Images for object localization:

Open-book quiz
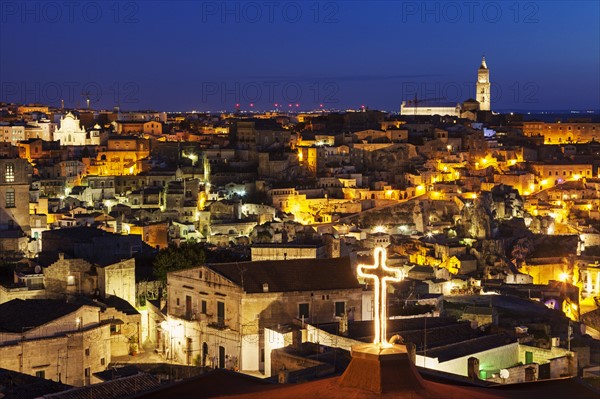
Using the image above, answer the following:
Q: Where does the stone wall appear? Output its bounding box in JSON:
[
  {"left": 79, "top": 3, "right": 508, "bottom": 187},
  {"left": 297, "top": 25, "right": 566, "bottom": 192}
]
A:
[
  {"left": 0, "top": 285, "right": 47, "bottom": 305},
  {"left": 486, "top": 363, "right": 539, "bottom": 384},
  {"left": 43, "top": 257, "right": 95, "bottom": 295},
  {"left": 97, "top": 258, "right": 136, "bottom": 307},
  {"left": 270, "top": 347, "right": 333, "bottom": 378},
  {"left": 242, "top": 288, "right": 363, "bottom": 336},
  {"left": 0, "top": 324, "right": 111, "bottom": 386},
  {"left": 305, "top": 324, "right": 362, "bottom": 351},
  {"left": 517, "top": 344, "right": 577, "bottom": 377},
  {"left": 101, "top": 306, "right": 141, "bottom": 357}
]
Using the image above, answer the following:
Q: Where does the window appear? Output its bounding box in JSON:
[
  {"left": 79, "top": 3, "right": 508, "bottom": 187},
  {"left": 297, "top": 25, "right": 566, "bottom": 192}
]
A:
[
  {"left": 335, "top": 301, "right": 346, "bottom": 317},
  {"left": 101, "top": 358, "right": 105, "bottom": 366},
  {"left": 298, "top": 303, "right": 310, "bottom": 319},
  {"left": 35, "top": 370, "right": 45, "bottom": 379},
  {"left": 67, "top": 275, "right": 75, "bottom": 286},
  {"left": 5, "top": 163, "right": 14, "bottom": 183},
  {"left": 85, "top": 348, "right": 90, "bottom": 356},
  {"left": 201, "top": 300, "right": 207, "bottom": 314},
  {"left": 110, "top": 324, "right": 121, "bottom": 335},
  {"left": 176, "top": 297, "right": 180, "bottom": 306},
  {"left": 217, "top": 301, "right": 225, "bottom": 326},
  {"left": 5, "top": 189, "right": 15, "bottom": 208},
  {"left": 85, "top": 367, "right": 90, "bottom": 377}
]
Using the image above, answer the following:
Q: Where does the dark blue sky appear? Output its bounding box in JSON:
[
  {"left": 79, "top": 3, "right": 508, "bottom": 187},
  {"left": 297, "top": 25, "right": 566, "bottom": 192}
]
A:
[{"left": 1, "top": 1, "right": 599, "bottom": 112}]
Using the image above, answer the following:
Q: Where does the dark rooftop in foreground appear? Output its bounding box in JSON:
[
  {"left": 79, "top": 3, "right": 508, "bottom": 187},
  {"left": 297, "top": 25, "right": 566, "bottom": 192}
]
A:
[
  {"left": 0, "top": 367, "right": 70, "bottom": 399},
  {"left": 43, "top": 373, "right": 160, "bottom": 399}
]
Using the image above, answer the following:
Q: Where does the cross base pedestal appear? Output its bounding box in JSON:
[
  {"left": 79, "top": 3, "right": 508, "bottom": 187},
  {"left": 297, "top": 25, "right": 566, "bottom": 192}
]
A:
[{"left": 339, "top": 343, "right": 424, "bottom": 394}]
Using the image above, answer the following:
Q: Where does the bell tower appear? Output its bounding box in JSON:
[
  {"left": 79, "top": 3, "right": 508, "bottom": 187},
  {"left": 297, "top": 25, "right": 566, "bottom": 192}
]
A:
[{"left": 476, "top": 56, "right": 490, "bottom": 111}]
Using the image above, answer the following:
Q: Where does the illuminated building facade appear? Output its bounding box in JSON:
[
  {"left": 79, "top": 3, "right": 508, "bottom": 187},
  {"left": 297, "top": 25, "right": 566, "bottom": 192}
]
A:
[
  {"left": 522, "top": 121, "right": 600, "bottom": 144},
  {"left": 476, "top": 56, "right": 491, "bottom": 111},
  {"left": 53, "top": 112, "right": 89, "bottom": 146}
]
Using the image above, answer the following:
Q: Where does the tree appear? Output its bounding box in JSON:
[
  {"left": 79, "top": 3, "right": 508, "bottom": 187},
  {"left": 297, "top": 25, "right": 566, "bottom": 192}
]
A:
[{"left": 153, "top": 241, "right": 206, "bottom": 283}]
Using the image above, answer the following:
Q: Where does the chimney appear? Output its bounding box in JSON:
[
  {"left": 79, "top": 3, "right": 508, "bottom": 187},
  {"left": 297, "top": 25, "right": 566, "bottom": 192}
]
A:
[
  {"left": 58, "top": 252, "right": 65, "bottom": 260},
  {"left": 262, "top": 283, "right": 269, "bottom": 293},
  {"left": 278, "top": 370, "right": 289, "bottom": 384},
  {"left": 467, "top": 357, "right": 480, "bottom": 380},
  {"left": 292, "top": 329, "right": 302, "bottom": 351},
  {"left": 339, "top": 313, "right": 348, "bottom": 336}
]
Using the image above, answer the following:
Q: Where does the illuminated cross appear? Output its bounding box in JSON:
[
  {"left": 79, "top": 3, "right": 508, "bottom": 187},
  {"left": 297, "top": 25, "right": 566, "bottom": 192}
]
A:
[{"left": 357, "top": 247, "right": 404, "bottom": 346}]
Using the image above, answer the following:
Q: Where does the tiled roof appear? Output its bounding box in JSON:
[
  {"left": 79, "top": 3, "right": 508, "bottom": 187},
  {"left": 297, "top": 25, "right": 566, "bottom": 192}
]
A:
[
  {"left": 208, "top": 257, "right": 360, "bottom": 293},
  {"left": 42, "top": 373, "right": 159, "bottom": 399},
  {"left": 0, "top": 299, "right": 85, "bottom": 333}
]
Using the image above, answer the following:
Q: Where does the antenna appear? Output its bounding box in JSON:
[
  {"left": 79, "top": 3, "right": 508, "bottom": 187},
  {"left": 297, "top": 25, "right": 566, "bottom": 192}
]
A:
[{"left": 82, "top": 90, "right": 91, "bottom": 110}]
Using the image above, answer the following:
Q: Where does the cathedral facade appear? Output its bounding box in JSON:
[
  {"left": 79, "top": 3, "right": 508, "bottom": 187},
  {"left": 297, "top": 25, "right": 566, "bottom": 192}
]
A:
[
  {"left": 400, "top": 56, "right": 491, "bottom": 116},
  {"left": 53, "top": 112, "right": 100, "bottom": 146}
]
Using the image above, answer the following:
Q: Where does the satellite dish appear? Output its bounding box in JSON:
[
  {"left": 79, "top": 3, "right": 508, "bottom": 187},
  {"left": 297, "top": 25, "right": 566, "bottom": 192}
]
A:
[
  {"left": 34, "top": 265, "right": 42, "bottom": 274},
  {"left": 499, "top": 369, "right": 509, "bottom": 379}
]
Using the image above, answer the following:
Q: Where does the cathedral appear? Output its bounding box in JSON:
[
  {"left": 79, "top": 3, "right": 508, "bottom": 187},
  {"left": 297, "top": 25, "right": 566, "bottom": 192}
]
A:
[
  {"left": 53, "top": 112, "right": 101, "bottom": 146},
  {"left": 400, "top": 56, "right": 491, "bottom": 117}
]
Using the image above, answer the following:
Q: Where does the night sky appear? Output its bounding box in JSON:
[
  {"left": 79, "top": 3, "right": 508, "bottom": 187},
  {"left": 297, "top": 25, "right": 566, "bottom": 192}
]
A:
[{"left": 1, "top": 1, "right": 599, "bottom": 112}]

- Exercise instructions -
Some lines of the records may contain the string "facade". State how many do, as a number alone.

- Task output -
2